ARTICLE:
Another commenter suggested that the final rule should adopt the SEC's Rule 2a-7 prescriptive liquidity standards applicable to MMMFs. Those standards (1) require a MMMF to hold securities that are sufficiently liquid to meet reasonably foreseeable shareholder redemptions and any commitments the MMMF has made to shareholders; (2) prohibit the acquisition of an illiquid security if the MMMF would have invested more than 5% of its total assets in illiquid securities; (3) require the MMMF to maintain a minimum daily liquidity of 10% or more of total assets; and (4) require the MMMF to maintain a weekly minimum liquidity of 30% or more of total assets.
For these reasons, the final rule adopts the STIF Plan liquidity standards provision as proposed without change.
Consistent with the proposal, the final rule requires a bank managing a STIF to adopt shadow pricing procedures.
One commenter requested that the OCC confirm that a bank administering a STIF is permitted to decide the most appropriate actions to protect participating accounts from dilution or other unfair results if the difference between mark-to-market and amortized cost per participating interest exceeds $0.005. The OCC notes that the shadow pricing requirement does not impose any limits or requirements on actions a bank administering a STIF must take to reduce dilutions of participating interests or other unfair results to participating accounts. However, any such actions taken must not impair the safety and soundness of the bank.
Another commenter advocated that a difference of $0.005 between mark-to-market and amortized cost per participating interest is significant in a low interest rate environment and, therefore, a lower threshold of difference should apply. The OCC notes that, by the same logic, a higher threshold of deviation from $1.00 might be appropriate for higher interest rate environments. However, the OCC believes that the $0.005 trigger is widely recognized as a threshold of significance in this arena, and will function effectively as a risk management benchmark, the meaning of which will be understood by banks and STIF participants alike.
For these reasons, the proposed STIF shadow pricing procedures are adopted as final without change.
Consistent with the proposal, the final rule requires a bank managing a STIF to adopt procedures for stress testing the fund's ability to maintain a stable NAV for participating interests. The final rule requires the stress tests be conducted at such intervals as an independent risk manager or a committee responsible for the STIF's oversight determines to be appropriate and reasonable in light of current market conditions, but in no case shall the interval be longer than a calendar month-end basis. The independent risk manager or committee members must be independent from the STIF's investment management. The stress testing is to be based upon scenarios (specified by the bank) that include, but are not limited to, a change in short-term interest rates; an increase in participating account withdrawals; a downgrade of or default on portfolio securities; and the widening or narrowing of spreads between yields on an appropriate benchmark the fund has selected for overnight interest rates and commercial paper and other types of securities held by the fund.

OBJECTIVE A: List the scenarios that the text says the stress testing must include.

WORKING DATA:
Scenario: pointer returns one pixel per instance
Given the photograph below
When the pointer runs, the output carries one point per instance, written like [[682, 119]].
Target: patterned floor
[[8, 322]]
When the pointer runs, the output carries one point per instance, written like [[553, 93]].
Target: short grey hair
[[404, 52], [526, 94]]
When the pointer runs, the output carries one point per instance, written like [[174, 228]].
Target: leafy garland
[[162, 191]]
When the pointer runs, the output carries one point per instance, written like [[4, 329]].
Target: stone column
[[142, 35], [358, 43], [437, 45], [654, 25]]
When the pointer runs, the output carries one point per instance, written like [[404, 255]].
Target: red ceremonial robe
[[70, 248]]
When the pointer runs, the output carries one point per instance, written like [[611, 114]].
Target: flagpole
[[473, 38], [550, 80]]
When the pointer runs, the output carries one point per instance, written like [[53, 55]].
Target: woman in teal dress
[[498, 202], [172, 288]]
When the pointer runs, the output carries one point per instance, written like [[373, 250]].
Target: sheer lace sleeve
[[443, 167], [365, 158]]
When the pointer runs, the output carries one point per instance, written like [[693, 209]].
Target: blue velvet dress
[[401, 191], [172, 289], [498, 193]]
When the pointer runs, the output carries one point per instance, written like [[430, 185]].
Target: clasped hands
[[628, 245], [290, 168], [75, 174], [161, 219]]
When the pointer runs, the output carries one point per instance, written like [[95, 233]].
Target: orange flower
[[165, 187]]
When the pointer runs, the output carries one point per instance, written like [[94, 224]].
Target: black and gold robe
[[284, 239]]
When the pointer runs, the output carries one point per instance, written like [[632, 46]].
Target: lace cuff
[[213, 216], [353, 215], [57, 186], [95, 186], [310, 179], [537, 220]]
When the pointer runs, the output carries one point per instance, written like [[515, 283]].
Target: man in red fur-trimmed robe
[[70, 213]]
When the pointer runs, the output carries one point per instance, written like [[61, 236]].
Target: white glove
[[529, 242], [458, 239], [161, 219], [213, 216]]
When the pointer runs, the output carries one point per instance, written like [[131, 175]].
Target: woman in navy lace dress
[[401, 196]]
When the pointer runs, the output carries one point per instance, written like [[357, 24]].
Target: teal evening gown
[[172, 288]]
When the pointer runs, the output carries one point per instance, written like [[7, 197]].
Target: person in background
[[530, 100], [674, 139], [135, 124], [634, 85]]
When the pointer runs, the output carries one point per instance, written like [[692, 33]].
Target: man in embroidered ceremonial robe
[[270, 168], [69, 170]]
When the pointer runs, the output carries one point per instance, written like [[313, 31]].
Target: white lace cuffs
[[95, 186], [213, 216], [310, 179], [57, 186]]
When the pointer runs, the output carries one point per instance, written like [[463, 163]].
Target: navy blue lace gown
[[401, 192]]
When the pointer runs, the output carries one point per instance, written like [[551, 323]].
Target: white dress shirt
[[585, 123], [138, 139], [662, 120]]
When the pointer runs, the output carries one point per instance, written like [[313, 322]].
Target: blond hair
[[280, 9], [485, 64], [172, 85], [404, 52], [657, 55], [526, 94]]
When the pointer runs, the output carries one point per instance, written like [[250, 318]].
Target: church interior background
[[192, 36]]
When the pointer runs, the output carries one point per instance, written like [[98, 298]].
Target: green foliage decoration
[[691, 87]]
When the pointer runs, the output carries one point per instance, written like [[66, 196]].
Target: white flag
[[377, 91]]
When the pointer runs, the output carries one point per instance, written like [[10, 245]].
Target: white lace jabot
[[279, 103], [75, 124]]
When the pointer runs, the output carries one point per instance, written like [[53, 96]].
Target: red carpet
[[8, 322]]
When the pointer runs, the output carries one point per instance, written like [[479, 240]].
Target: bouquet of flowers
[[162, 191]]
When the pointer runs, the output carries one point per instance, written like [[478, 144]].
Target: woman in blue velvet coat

OBJECTIVE B: How many lines of the rows contain the word "navy"? Reply with the number only.

EXERCISE RESULT A:
- A change in short-term interest rates
- An increase in participating account withdrawals
- A downgrade of or default on portfolio securities
- The widening or narrowing of spreads between yields on an appropriate benchmark the fund has selected for overnight interest rates and commercial paper and other types of securities held by the fund

EXERCISE RESULT B: 2